#### Selected extract

Ishad Ahmed is a fruit-seller seated on a low perch outside the rear entrance to the Park Circus market. On a drizzling late afternoon, he looks gloomier than the ten-odd dusty apples he is selling at Rs 40 per kilogram. Ahmed has been around for the last four years and has not managed a spot inside the market proper. And contemplating a takeover of the market by Reliance makes him alternately smile and study his knives. He says that the small traders in the market will ‘die’ if made to compete with retail giants: “Hamari zindagi barbad ho jayegi.” As we talk, a customer, who had been haggling over the price of bananas for a while, exclaims, “Sar ghum rahe hae daam sunke (The price is making my head spin)!” I ask Ahmed what he would do if a retail giant offered the apples for Rs 35. He says that a cut below Rs 38 would nullify his profit, while anything less than Rs 35 would mean a big loss. Ahmed makes a profit of about Rs 100 a day, Rs 150 on a good day.

I stop by a grocery store inside the market. The owner is bent over a sack of potatoes, picking out the blighted ones. Sweating from the exertion and the lack of a fan, the tersely named Pappu vehemently declares that there is a “no entry” for Reliance as far as the Park Circus market is concerned. Upon my pointing out that if it isn’t Reliance, it might be someone else, he explains that a big company is welcome to rebuild the market. It is such a company’s going into retail trade (as he believes Reliance intends to) that the traders oppose. Less restrained than Ahmed, Pappu alleges that a renovated market would give place to only the bigger shops, and exclude the vegetable vendors.

Without exactly being stoic, Pappu says that the customer has every right to move to a cheaper store, especially if it offers the same or better quality. But a daily profit that varies between Rs 200 and Rs 400 counts him out of any price war with a retail giant.

I pick my way between soiled chicken coops and slimy goat entrails to the small garment shops and chat up Akram Aziz (name changed). As Aziz reiterates the collective fear, Md Ishak (name changed), who owns a stationary store, says that many reaccommodated shop owners would want their present spots, associated with customers’ familiarity. “Besides,” Ishak asks, “what do we do during the long period of reconstruction?”

########
#### Record excerpts

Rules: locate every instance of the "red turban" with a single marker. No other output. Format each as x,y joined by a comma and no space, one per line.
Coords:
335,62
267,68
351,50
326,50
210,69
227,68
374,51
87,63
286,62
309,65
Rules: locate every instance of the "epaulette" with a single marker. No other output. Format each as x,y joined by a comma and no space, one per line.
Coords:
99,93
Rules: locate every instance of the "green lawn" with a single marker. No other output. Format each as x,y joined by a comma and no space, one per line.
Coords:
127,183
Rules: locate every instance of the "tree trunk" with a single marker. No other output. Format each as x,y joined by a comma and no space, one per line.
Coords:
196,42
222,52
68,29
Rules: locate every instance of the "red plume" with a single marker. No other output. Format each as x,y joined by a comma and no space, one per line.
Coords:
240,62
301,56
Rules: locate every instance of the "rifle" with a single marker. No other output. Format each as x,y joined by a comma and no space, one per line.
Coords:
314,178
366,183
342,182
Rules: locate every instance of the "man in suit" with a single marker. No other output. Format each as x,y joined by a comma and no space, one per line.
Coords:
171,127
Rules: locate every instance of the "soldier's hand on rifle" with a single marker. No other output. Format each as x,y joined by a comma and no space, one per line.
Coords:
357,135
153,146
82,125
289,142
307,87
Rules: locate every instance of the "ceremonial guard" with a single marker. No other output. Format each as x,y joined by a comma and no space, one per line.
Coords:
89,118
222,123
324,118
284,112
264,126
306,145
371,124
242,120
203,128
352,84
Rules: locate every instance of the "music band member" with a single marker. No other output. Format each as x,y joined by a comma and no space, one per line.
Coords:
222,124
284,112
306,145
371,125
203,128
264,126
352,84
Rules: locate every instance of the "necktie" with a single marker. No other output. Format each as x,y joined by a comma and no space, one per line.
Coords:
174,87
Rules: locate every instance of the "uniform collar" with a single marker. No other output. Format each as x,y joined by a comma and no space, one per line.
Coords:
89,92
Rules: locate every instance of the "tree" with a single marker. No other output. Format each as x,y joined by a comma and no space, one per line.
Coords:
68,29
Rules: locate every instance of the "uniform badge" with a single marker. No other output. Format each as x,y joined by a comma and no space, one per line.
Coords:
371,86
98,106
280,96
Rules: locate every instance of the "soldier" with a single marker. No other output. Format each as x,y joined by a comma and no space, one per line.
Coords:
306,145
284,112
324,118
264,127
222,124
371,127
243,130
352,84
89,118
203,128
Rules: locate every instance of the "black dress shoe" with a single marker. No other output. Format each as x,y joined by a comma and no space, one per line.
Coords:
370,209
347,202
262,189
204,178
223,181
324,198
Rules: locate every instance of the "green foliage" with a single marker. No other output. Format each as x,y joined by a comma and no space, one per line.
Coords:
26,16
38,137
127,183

########
#### Record excerpts

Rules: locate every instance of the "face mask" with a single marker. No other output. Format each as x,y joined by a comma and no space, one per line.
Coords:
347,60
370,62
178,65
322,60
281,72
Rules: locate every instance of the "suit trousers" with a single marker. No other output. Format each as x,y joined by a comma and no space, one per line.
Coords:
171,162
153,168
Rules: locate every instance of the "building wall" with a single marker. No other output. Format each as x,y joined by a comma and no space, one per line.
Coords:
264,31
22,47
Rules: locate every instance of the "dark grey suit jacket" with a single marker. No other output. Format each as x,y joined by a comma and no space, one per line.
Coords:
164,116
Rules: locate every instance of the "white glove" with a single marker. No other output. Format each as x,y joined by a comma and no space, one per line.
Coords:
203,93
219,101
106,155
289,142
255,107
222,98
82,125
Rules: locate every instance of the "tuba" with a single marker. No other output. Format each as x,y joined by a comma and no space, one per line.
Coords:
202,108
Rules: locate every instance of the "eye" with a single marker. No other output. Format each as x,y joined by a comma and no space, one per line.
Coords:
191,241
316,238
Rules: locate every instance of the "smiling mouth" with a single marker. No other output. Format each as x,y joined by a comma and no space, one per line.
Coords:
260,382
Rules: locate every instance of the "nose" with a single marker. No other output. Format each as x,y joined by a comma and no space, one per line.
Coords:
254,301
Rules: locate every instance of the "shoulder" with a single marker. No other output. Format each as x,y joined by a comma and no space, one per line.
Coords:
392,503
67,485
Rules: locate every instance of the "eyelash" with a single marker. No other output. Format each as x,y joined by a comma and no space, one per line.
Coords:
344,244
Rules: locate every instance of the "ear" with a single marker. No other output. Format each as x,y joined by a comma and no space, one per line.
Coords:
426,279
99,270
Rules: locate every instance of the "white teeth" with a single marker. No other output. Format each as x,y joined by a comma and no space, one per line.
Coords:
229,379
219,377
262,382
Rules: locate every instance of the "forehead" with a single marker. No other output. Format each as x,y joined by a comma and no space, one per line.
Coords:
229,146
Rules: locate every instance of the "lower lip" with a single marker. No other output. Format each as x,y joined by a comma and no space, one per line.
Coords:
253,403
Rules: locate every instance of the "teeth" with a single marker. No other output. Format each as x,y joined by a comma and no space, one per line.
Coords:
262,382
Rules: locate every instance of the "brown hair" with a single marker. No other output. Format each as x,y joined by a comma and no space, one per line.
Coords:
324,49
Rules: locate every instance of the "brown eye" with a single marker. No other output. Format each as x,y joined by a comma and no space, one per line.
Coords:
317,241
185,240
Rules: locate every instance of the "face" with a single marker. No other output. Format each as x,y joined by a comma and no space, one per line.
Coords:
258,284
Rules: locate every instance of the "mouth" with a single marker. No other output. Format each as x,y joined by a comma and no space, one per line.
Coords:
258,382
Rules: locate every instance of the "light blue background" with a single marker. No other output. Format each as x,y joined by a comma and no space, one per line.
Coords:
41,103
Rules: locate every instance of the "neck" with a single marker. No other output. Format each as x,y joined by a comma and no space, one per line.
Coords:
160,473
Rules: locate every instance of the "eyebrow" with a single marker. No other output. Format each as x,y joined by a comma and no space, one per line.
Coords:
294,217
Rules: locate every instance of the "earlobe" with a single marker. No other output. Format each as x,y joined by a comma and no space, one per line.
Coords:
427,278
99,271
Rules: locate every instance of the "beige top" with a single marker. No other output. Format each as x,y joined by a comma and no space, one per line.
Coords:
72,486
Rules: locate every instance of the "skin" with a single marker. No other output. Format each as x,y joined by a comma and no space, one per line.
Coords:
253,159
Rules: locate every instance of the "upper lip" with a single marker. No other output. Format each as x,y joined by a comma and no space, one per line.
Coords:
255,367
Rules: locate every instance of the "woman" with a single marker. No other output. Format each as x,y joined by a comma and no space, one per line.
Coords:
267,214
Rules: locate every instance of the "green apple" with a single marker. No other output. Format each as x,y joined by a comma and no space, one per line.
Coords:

########

▶ Work instruction 1
Name each trader in the Park Circus market piece whom the narrator talks with, and give what each one sells.
▶ Work instruction 2
Summarize the Park Circus market piece in two sentences.
▶ Work instruction 3
Carry on the Park Circus market piece, starting after Ishak's question about the long period of reconstruction.

▶ Result 1
- Ishad Ahmed: fruit
- Pappu: groceries
- Akram Aziz: garments
- Md Ishak: stationery

▶ Result 2
Traders at the Park Circus market, including fruit-seller Ishad Ahmed and grocer Pappu, fear a takeover by Reliance and say their small daily profits leave them no way to compete with a retail giant on price. Pappu would welcome a big company rebuilding the market but opposes its move into retail trade, and other shop owners worry about losing their familiar spots and about what they would do during a long reconstruction.

▶ Result 3
Next day, curiosity takes me to the roadside market near Ruby General Hospital. After a quick survey of the drowsy afternoon shops and shacks, I settle on a matronly vegetable seller. Kabita Mondal speaks softly. Her family of six lives by her trade. Now that her monthly profit has dropped from Rs 2,000 to nought, she has taken a job as a maid too: “Amader akhon khete pelei holo (Now it’s enough if we just manage to eat).” Today, her customers are mostly immigrant workers with low purchasing power. Many residents of the nearby housing estates have migrated to the Spencer’s outlet down the Bypass. “They come here only when pressed for time,” rues Mondal. Her pockmarked carrots are Rs 20 per kg (Rs 15 at Spencer’s), and supposedly bought at Rs 19. But her healthier tomatoes are Rs 20, while Spencer’s are Rs 22. Pulin Mondal, a fruit vendor, adds that ever since the Spencer’s Super opened, his customers have been reduced to only flying ones. What about his profits? The answer is a curt “None.”

I reflect on the arrogance of small retailers near my house at Jadavpur, a locality yet to be exposed to strong market forces. Pulin says that his fellows will not take any action, and vaguely mentions alternatives he cannot name. In any case, a road-widening project will evict them in the near future.